Supplied text
□ □ □

Federal officials issued proposed changes to the No Surprises Act's independent dispute resolution process in an Oct. 27 news release. They said those changes, if finalized, will improve communication between payers providers and certified IDR entities, create a more efficient dispute resolution process and change the administrative fee structure to improve accessibility.
Eight things to know:
1. Under the proposal, a party choosing to initiate open negotiations must provide an open notice and a copy of the remittance advice or notice of denial of payment to the other party and the federal departments through the IDR portal. This is a change from the current process, in which a party must contact the other party directly to initiate open negotiations; this has resulted in uncertainty as to whether open negotiations was properly initiated, according to the release.
2. The proposal would require an open negotiation response notice to be furnished by the receiving party by the 15th day of the 30-business-day open negotiation period.
3. In an effort to reduce the number of ineligible disputes, payers would be required to use standardized codes to communicate whether a claim for an item or service furnished by an out-of-network provider or facility is or is not subject to the No Surprises Act's surprise billing provisions and the federal IDR process.
4. The proposal would allow for the following qualified IDR items and services to be batched:
- Those furnished to a single patient on one or more consecutive dates of service and billed on the same claim form (a single patient encounter).
- Those billed under the same service code or a comparable code under a different procedural code system.
- Anesthesiology, radiology, pathology and laboratory items and services billed under service codes belonging to the same Category I CPT code section, as specified in guidance by the departments, to address the circumstances of these medical specialties and provider types.
5. The proposal would limit batched determination to 25 qualified IDR items and services to ensure certified IDR entities can make timely eligibility and payment determinations.
6. Certified IDR entities would be required to determine eligibility within five business days of final certified IDR entity selection. Parties would be required to submit additional information to the certified IDR entity or federal departments within five business days of a request for additional information.
7. The federal departments propose collecting the nonrefundable fee directly from the disputing parties to streamline the collection process. The initiating party would be required to pay the administrative fee within two business days of the date of preliminary certified IDR entity selection, while the non-initiating party would be required to pay within two business days of receiving notice of an eligibility determination.
8. A reduced administrative fee would be charged to both parties when the highest offer made during open negotiations was less than a predetermined threshold. The proposal also calls for the non-initiating party to be charged a reduced administrative fee when the dispute is determined ineligible.

□ □ □

Raw data

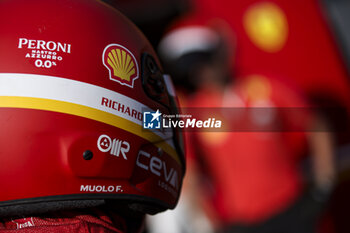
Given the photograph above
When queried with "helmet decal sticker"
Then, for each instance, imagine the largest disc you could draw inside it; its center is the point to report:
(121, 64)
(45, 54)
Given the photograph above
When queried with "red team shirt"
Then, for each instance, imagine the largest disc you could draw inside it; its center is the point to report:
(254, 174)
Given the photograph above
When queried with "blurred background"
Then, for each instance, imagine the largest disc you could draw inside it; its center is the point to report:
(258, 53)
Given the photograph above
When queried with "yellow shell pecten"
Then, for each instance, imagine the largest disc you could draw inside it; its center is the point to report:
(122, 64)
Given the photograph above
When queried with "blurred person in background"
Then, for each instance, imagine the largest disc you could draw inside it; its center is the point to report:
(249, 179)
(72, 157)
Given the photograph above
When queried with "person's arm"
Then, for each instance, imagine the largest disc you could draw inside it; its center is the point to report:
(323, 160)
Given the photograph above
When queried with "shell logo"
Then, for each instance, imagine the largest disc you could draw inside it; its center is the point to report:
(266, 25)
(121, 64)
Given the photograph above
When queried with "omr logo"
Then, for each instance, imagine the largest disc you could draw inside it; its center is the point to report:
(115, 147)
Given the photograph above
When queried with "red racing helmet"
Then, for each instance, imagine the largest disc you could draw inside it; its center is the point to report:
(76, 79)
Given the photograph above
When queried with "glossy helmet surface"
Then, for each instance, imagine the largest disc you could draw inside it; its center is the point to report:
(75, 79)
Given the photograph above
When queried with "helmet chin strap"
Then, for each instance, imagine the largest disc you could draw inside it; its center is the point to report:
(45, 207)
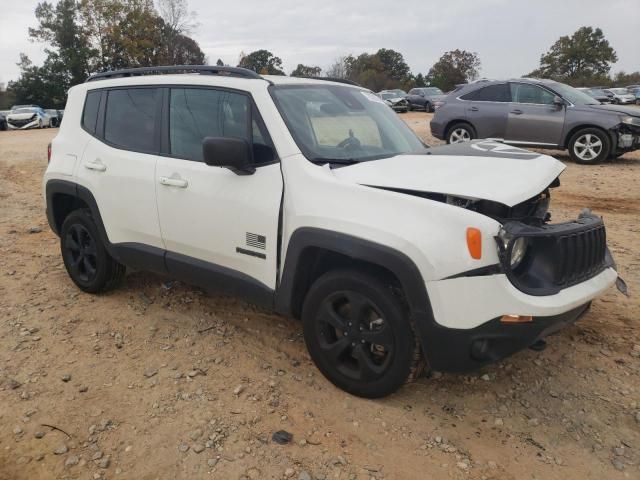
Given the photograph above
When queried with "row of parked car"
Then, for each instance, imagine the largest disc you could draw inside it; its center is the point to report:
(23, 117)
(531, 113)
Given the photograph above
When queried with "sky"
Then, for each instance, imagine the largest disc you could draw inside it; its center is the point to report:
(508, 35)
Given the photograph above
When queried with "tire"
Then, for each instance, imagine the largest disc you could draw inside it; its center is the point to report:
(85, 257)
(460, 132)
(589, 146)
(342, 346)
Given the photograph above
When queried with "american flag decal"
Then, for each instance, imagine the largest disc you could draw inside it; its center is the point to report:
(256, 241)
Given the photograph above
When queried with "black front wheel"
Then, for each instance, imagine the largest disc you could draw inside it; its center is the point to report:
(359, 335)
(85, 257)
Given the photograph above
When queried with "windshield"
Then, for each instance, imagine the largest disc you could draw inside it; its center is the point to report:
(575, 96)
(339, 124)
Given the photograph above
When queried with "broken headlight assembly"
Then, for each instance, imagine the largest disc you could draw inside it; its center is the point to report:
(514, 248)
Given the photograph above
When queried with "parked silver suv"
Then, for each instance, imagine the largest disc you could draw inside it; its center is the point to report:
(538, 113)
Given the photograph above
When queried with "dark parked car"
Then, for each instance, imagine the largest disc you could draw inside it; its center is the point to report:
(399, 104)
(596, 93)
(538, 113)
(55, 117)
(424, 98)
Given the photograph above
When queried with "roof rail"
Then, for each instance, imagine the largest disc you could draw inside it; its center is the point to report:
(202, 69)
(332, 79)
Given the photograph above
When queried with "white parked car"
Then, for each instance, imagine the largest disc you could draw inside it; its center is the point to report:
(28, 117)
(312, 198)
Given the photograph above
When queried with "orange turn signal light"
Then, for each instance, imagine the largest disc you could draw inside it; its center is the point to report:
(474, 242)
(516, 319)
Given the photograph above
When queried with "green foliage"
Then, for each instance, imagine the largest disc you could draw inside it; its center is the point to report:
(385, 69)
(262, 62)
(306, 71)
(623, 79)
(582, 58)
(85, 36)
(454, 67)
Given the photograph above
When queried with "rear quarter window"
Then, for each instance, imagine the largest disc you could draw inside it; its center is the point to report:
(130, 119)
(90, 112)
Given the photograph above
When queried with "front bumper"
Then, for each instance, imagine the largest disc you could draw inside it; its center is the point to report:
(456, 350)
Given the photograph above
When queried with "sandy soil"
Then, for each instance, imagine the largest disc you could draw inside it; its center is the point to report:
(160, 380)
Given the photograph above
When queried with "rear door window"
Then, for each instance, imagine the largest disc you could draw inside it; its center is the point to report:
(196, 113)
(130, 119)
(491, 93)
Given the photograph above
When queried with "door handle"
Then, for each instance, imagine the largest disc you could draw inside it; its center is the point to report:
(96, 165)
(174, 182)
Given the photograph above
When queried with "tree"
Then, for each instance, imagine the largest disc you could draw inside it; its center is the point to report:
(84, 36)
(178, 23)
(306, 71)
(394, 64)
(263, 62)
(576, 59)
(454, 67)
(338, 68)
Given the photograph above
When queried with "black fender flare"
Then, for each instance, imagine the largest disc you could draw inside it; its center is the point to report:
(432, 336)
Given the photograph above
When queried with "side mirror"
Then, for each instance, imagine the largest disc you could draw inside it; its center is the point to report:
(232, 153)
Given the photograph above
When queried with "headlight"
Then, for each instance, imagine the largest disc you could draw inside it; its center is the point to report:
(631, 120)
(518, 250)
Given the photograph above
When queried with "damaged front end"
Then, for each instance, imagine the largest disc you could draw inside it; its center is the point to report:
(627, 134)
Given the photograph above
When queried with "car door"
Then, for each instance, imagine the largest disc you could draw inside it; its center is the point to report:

□ □ □

What you need to do
a) Decide whether each statement below agrees with the text on the proposed IDR changes. Answer yes or no for each, and quote the words of the text that settle it.
(i) A batched determination could include no more than 25 qualified IDR items and services.
(ii) Certified IDR entities would have ten business days to determine eligibility.
(iii) The non-initiating party would pay the administrative fee within two business days of preliminary certified IDR entity selection.
b) Retype the passage of the text on the proposed IDR changes from "2. The proposal" to "single patient encounter).".

Solved problems
a)
(i) Yes: "The proposal would limit batched determination to 25 qualified IDR items and services"
(ii) No: "Certified IDR entities would be required to determine eligibility within five business days of final certified IDR entity selection."
(iii) No: "the non-initiating party would be required to pay within two business days of receiving notice of an eligibility determination."

b)
2. The proposal would require an open negotiation response notice to be furnished by the receiving party by the 15th day of the 30-business-day open negotiation period.
3. In an effort to reduce the number of ineligible disputes, payers would be required to use standardized codes to communicate whether a claim for an item or service furnished by an out-of-network provider or facility is or is not subject to the No Surprises Act's surprise billing provisions and the federal IDR process.
4. The proposal would allow for the following qualified IDR items and services to be batched:
- Those furnished to a single patient on one or more consecutive dates of service and billed on the same claim form (a single patient encounter).